Polygon annotations for photos:
------------------------

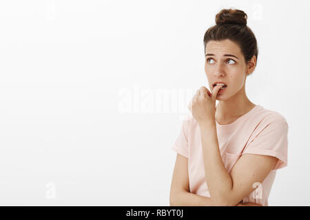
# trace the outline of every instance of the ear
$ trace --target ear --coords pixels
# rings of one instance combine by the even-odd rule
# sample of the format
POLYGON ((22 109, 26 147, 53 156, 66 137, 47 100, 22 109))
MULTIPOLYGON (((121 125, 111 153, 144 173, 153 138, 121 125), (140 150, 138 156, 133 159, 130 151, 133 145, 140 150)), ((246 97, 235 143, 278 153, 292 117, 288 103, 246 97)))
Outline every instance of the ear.
POLYGON ((256 56, 253 56, 251 60, 249 60, 247 64, 247 74, 251 74, 255 69, 256 67, 256 56))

------------------------

Restate the data above word for word. Do not include the images.

# trace the outline of every instance of the ear
$ trace --target ear --coords pixels
# rings of one instance combine by the even-odd rule
# sample of the format
POLYGON ((22 109, 26 147, 53 156, 66 137, 47 100, 22 109))
MULTIPOLYGON (((121 125, 111 153, 144 173, 153 138, 121 125), (140 150, 138 156, 133 159, 130 151, 133 145, 140 150)), ((246 97, 235 143, 278 153, 292 117, 288 103, 246 97)))
Outline every instance of the ear.
POLYGON ((256 56, 253 56, 251 60, 249 60, 247 64, 247 74, 251 74, 255 69, 256 67, 256 56))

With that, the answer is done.